━━━━━ Data for the task
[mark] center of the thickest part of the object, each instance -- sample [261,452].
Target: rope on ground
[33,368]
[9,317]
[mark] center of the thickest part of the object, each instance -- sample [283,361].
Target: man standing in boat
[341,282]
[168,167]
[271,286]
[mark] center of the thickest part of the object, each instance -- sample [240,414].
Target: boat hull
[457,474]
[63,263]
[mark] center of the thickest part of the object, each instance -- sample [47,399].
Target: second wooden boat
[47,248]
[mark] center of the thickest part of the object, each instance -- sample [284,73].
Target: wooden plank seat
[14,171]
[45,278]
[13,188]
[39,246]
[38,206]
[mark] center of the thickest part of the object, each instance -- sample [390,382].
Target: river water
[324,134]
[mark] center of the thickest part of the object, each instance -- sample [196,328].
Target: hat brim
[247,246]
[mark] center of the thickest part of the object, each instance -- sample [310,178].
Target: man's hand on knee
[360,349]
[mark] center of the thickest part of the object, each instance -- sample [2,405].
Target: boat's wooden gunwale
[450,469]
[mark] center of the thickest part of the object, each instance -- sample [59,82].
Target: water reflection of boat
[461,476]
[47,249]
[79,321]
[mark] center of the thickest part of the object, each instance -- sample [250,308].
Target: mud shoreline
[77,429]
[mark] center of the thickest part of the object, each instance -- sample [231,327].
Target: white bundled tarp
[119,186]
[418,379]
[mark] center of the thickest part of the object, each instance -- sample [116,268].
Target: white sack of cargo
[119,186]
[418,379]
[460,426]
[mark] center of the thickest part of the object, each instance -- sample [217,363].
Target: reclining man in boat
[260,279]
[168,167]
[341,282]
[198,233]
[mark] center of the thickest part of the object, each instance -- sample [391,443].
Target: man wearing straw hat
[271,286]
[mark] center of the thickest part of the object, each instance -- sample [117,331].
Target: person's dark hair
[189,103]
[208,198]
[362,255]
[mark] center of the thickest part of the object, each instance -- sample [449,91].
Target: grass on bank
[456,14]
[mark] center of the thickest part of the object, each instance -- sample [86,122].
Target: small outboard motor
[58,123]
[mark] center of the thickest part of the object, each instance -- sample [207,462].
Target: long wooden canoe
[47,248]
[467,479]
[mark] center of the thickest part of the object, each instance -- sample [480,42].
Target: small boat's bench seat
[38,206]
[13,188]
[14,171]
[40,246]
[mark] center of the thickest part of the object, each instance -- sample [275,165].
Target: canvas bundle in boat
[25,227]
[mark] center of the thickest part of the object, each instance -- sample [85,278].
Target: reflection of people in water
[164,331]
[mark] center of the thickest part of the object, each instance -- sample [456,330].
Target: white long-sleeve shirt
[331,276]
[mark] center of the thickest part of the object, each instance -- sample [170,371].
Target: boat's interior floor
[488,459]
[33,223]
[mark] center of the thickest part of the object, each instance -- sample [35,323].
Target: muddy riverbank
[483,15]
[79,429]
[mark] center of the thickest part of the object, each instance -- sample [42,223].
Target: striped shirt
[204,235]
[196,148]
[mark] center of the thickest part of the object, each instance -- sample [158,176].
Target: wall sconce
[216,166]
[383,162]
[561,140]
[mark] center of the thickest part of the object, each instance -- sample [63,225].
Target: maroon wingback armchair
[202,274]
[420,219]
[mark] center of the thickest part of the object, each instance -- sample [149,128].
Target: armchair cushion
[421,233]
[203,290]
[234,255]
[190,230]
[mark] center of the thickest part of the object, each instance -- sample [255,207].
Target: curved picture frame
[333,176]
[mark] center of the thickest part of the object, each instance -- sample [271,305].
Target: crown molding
━━━━━━━━━━
| To do |
Return the entries exactly through the "-- sample [59,82]." line.

| Task response |
[mark] center of the thickest part of the object, each instance -- sample [261,452].
Target: rope on ground
[33,368]
[9,317]
[mark] center of the thickest part of the object, each instance -- sample [283,361].
Target: man standing in boat
[341,282]
[168,167]
[271,286]
[mark] center of the thickest part of the object, each instance -- sample [240,414].
Target: boat hull
[457,474]
[63,263]
[mark] center of the thickest part of the object, each instance -- sample [47,399].
Target: second wooden boat
[47,248]
[mark] center of the thickest part of the object, each instance -- sample [284,73].
Target: wooden plank seat
[14,171]
[45,278]
[13,188]
[39,246]
[38,206]
[mark] center of the thickest part of the object, each instance -- sample [390,382].
Target: river water
[324,134]
[mark] center of the thickest part of the object, each instance -- sample [196,328].
Target: hat brim
[247,246]
[mark] center of the thickest part of the object, each instance -- sample [310,178].
Target: man's hand on knee
[360,349]
[mark] center of the thickest part of the object, each instance -- sample [2,405].
Target: boat's wooden gunwale
[450,469]
[mark] center of the thickest part of the object, each instance -- sample [59,82].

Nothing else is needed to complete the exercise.